=== TEXT BLOCK ===

Our exploration of solutions for growing and strengthening the direct care workforce continues on this episode of WorkforceRx with a close look at a potentially transformative employee-owned cooperative model that’s gaining traction in California. In the eyes of our guest, Aquilina Soriano Versoza, the higher pay and better working conditions that co-ops can provide will help grow an urgently needed workforce and address current injustices that prevail in the “wild west” of private home care. “Very typically, Filipino immigrant caregivers are receiving $5 or less per hour with no overtime, no job security, and no benefits. Some are earning just above $2 an hour,” she explains to Futuro Health CEO Van Ton-Quinlivan. As executive director of the Pilipino Workers Center of Southern California, Versoza has helped pioneer a co-op model that, in addition to higher wages, offers on-the-job skills training, education in operating a co-op business, and the opportunity to work in teams. There are several co-ops up and running now, and a franchise approach is being put in place to increase scale. “In five years, we have the vision that every metropolis in California will have a cooperative option, both for workers as well as individuals who want to access long term care through a cooperative.” Spend some time with this thoughtful national leader who sees the crisis in home care as an opportunity to improve the quality of life for both the seniors receiving care and the workers providing it.

Transcript

Van Ton-Quinlivan

Welcome to WorkforceRX with Futuro Health, where future-focused leaders in education, workforce development, and healthcare explore new innovations and approaches. I’m your host, Van Ton-Quinlivan, CEO of Futuro Health.

 

As regular listeners to the podcast know, we often explore solutions for growing and strengthening the direct care workforce, which includes those who provide childcare and services in the home for the elderly and disabled.

 

Today, I’m excited to delve into the potentially transformative employee -owned cooperative model for this workforce with Aquilina Versoza, a founder and executive director of the Pilipino Workers Center of Southern California.

 

Aqui is a long -time advocate for improving wages and working conditions for this critically important workforce and has helped establish the co -op model in California. In addition to her work at the center, Aqui is president of the board of directors of the National Domestic Workers Alliance and is a fellow at both Rutgers University and MIT in programs focused on equity and justice for workers.

 

Thanks very much for being with us today, Aqui.

 

Aquilina Soriano Versoza

Well, it’s a pleasure to be here. I’m very excited to share all of the work that we’re doing and to get into a discussion.

 

Van

Well, let’s get started by having you give us an overview of the Pilipino Workers Center. Tell us more about your mission and your members and what makes you wake up every day to do this work.

 

Aquilina

Yes, well, the Pilipino Workers Center (PWC) just celebrated our twenty-seventh anniversary on May 1st. We were founded because we wanted to actually support the leadership of Filipino workers to make their conditions better. And quickly we saw that home care workers and caregivers, especially working on the private side of the industry, were suffering under very poor working conditions and that many from our community were going into home care work.

 

So, we started to build programs and campaigns and advocacy that is all focused around transforming the long -term care industry and to build better working conditions for the workers in the industry, including making sure that workers have the same rights as other workers. So we have policy campaigns like the California Domestic Worker Bill of Rights campaign that we won in 2013 that ended seventy-five years of exclusion from overtime protections for nannies and caregivers. And then we also support workers to uphold their rights or protect their rights so that the law is the reality that they can experience. So we’ve helped on the enforcement side doing education around ‘know your rights’ as well as working together with local government agencies to help win back wages for workers.

===

__EXERCISES__.
- a) According to the home care podcast transcript, what did the California Domestic Worker Bill of Rights campaign end when it was won in 2013?
- b) Pick up the home care podcast transcript after its last sentence and keep it going.
The data that follows has no connection to the home care podcast transcript.

=== INFORMATION SUPPLIED ===

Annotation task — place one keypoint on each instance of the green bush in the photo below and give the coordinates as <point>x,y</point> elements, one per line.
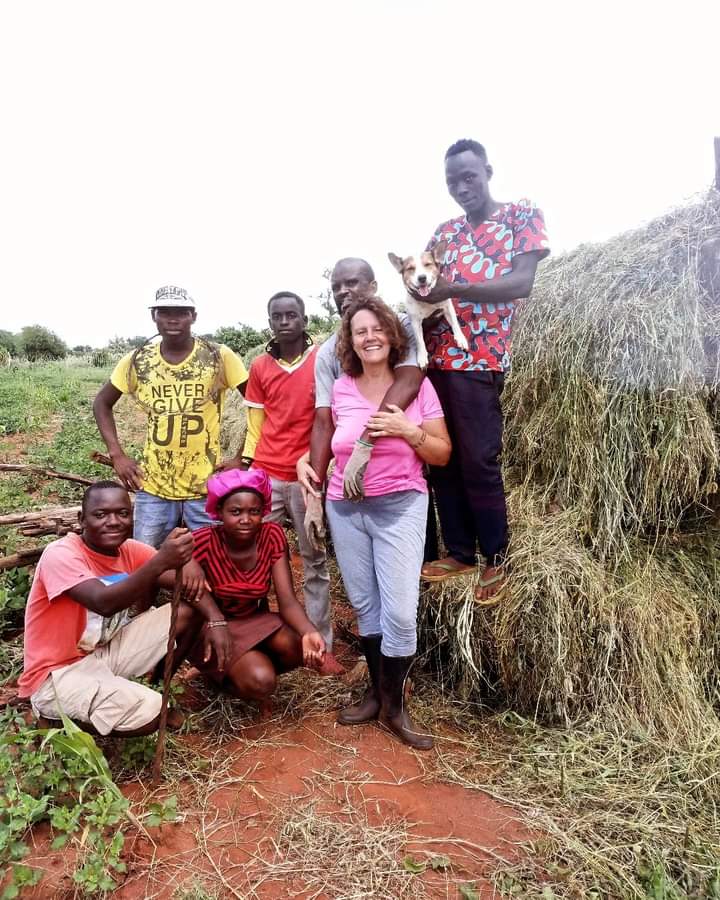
<point>36,342</point>
<point>7,342</point>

===

__RESPONSES BY TASK__.
- a) It ended seventy-five years of exclusion from overtime protections for nannies and caregivers.

- b)
 

But we also saw that this wasn’t enough to actually shift conditions in the industry and that we needed to build more strategies for creating good jobs, which is how we then came to the home care cooperative development because even if a worker won their back wages, oftentimes there wasn’t an alternative good job to move to because wage theft is often more of the business model amongst a lot of agencies that our community are working for.

 

So, the cooperative development is a way to create the good jobs that we want to see in the industry and we’re still advocating for more investment in care overall so that everyone can both access the care that they need as well as pay their workers what they deserve to have good working conditions.

 

Van

Aqui, just to make sure that our audience understands, especially if they don’t come from the healthcare or home care environment, when you talk about poor working conditions –and you alluded to it in terms of wage theft and overtime protection — I was wondering if you could just like describe for us the condition of a typical worker.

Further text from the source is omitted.